* **練習課題**:
1. 京都・滋賀観仏記で、レンタカーの運転をずっと担当したのは誰ですか?
2. 京都・滋賀観仏記の「ご紹介の為、著者Kaさんの許可を受けまして、此処に転載します。」から「応対はOTさんにお願いする。」までを、両端の語句も含めて書き出し、「レンタカー」を「ワゴン車」に置き換えて更新してください。
3. 京都・滋賀観仏記の文章を、最後の文の後から書き進めてください。

* **課題文**:
孤思庵の仏像ブログ

少し深くの 仏像愛好のブログ続けてます、オフ会に集ってます、貴方も如何?

集メンバーkaさんからの寄稿文

 
「仏像愛好の集」 のメンバー Kaさんからの寄稿が在りました。 
ご紹介の為、著者Kaさんの許可を受けまして、此処に転載します。
 
 
 
2014.10.1010.12 京都・滋賀観仏記
10/10(金)
 常念寺 台風18号が去って良かったぁ~と思う間もなく19号が発生。旅行最終日の午後には遭遇か?と焦らされたり、風邪で声が出なかったりと波乱含みの行程。今回はSBさんとKBさん、二人の男性が一緒の観仏なのでレンタカー移動となった。運転はずっとKBさん、ナビはSBさんにお願いし、女性三人は後部座席で寛ぐ事が出来た。何しろ声が出ないので今回はお寺での応対はOTさんにお願いする。

* **提供データ**:
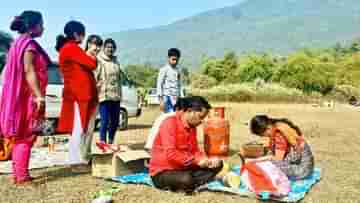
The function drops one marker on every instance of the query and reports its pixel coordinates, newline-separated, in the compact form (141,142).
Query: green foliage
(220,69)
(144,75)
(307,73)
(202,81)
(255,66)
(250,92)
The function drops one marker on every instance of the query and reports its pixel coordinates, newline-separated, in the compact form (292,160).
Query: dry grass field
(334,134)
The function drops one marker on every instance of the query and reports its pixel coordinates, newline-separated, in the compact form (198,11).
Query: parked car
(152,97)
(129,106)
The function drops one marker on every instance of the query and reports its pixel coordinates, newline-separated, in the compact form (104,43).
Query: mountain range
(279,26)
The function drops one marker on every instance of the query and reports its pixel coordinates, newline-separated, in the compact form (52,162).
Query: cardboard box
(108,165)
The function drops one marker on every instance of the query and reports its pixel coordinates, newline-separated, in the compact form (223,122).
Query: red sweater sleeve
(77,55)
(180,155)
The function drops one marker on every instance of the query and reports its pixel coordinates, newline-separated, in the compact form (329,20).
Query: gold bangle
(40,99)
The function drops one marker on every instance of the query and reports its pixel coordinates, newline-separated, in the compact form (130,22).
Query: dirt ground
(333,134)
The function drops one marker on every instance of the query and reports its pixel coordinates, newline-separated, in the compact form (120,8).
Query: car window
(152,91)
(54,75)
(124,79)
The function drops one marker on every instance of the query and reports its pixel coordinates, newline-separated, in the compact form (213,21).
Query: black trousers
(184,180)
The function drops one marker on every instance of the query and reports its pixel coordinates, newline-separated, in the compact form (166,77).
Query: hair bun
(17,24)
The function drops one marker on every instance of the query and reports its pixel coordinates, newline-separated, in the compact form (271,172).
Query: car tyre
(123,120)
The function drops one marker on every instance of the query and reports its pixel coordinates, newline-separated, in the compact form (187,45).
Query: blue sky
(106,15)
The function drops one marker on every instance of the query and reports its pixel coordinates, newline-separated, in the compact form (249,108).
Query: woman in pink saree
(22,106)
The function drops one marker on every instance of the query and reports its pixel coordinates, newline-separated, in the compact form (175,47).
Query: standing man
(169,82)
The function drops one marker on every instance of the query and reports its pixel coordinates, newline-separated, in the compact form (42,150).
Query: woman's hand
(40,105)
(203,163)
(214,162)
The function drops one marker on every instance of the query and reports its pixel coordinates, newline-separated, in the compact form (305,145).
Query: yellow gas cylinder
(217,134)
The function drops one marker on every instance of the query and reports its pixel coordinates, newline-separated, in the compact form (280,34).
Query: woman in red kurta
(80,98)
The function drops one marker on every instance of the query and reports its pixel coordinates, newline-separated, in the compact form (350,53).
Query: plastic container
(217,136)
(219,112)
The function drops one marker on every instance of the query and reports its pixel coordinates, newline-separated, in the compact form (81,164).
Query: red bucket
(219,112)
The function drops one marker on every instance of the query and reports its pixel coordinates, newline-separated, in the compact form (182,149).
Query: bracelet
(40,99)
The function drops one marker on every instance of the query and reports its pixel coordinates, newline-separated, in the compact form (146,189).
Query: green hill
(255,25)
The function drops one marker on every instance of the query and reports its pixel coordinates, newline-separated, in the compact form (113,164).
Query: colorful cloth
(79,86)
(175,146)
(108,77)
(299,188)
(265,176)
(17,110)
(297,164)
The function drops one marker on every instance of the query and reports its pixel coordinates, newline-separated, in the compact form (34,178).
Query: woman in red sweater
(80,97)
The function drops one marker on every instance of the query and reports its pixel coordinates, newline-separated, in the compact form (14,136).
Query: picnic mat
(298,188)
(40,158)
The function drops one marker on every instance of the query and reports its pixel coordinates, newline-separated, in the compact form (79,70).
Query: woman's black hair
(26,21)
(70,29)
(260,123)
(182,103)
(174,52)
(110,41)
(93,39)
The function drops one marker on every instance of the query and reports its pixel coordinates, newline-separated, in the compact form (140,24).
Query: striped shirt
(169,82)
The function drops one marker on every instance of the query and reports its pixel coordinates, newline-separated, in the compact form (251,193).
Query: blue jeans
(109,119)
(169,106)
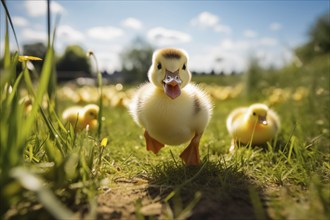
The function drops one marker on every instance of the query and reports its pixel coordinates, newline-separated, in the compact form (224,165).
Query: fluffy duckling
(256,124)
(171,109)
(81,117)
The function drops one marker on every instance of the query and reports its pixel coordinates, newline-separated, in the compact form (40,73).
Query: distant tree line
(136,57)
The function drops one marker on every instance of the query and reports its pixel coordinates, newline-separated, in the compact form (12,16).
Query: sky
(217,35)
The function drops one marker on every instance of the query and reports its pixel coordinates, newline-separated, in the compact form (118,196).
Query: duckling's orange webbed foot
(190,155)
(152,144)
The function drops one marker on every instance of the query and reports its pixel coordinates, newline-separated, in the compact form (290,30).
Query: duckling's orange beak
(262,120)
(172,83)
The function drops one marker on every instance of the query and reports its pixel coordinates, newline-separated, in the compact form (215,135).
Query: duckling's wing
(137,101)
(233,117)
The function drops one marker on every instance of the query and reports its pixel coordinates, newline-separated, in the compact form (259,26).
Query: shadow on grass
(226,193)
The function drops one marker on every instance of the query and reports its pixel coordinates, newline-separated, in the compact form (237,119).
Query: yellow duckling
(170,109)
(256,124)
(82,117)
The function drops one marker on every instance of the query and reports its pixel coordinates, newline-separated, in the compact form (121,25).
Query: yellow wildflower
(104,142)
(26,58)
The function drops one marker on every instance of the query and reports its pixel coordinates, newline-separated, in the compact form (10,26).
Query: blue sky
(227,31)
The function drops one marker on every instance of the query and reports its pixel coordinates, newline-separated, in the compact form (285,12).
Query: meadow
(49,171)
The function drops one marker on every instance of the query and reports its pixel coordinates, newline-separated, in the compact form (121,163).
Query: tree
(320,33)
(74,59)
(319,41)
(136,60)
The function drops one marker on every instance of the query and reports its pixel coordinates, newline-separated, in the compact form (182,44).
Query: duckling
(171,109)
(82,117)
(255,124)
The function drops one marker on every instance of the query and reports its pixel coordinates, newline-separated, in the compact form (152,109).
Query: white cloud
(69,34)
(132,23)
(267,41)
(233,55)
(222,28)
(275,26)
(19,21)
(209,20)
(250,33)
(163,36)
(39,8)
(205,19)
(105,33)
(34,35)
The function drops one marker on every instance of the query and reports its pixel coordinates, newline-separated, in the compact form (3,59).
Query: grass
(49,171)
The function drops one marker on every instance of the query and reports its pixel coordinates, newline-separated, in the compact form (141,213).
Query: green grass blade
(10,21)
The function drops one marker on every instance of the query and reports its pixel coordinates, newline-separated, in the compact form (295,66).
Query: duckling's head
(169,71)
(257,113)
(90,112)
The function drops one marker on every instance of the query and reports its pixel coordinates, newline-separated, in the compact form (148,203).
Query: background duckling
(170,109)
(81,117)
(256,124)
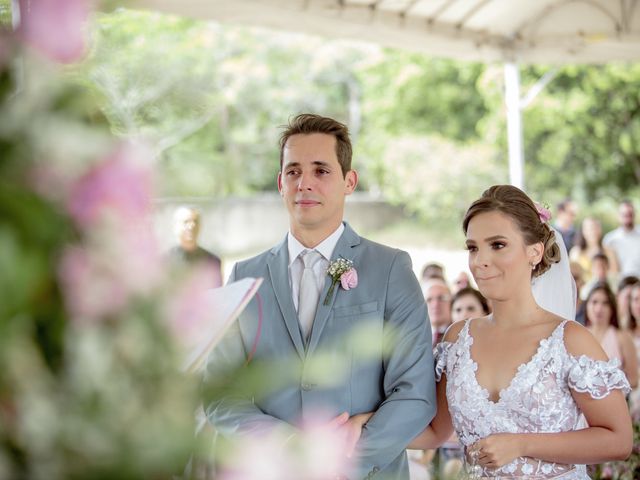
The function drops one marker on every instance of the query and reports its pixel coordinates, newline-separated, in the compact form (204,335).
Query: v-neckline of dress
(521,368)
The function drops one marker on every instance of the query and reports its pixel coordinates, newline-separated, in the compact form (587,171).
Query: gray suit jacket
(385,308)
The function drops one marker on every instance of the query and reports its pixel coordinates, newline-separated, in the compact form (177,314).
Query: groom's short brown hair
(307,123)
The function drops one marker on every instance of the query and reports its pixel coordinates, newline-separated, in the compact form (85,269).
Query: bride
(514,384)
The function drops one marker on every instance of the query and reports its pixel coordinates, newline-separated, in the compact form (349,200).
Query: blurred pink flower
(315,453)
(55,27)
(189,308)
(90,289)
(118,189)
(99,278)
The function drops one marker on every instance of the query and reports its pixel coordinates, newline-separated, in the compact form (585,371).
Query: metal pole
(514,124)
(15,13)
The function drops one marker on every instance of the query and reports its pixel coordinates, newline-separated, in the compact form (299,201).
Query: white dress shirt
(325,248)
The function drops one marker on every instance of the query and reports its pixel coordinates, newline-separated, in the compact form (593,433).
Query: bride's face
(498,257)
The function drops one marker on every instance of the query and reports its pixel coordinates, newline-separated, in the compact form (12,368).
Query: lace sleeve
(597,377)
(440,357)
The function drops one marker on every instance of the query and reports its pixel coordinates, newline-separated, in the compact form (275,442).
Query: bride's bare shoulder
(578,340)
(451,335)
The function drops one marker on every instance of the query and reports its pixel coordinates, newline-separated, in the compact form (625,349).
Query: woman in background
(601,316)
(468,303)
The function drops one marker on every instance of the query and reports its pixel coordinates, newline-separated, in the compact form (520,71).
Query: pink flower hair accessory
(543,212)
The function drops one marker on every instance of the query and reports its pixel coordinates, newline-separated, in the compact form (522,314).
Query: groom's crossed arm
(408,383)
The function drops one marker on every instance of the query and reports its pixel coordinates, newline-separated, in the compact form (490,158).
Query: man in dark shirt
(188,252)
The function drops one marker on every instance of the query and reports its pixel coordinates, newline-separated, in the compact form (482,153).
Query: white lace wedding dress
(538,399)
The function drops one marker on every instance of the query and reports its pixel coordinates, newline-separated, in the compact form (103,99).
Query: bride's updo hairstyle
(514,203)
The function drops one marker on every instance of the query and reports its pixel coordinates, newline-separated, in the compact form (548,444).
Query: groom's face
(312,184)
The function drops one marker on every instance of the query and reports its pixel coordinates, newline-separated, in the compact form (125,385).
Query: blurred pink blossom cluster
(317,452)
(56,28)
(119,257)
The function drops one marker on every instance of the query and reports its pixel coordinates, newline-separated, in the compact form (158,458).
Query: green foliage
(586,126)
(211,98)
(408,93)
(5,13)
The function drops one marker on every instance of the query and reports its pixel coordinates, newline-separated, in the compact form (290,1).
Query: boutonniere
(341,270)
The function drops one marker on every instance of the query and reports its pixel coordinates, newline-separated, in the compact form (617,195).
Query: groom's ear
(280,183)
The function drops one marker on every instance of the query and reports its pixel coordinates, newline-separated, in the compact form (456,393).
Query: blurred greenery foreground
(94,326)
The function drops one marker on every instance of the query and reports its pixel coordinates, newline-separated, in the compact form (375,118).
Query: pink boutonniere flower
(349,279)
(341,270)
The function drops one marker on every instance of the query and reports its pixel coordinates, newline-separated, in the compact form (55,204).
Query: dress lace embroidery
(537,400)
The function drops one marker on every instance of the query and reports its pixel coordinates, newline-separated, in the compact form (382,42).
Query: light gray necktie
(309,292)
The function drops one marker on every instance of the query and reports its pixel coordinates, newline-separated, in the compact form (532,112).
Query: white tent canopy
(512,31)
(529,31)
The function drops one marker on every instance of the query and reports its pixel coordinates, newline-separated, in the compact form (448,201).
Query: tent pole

* **解答**:
1. KBさんです。

2.
ご紹介の為、著者Kaさんの許可を受けまして、此処に転載します。
 
 
 
2014.10.1010.12 京都・滋賀観仏記
10/10(金)
 常念寺 台風18号が去って良かったぁ~と思う間もなく19号が発生。旅行最終日の午後には遭遇か?と焦らされたり、風邪で声が出なかったりと波乱含みの行程。今回はSBさんとKBさん、二人の男性が一緒の観仏なのでワゴン車移動となった。運転はずっとKBさん、ナビはSBさんにお願いし、女性三人は後部座席で寛ぐ事が出来た。何しろ声が出ないので今回はお寺での応対はOTさんにお願いする。

3.
 神奈川仏教文化研究会のブログで見付けた常念寺は京都府精華町祝園(ほうぞの)にある。7月の観仏時、「祝園」を何と読むのか気になり駅名をチェックしていたので読む事が出来た難読地名。
重文菩薩立像は平安前期の欅一木造。連眉と天衣がW字に絡んでいるのが特徴の仏像。神仏分離で祝園神社の神宮寺から常念寺に移されて来た。薬師菩薩という尊名の神仏習合像として祀られたようだとの事。薬師なのに如来でなく菩薩?という疑問は、神奈川仏教文化研究会のブログを読んで頂きたい。堂々としていてまた拝観したい仏像の一つとなった。
 
 観音寺 観音寺の国宝十一面観音立像は5年位前、SBさん、OTさん始め何人もの方から素晴らしいと言われ急遽予定に入れMUさんと拝観した思い出のある仏像。その時は老住職が案内して下さったが、今回は息子さんである若住職の案内。朗々とした美声の持ち主。個性的で忘れられない老住職も御健在との事。また10/16BS11の「京都国宝浪漫」という番組に観音寺が出るというお話を伺う。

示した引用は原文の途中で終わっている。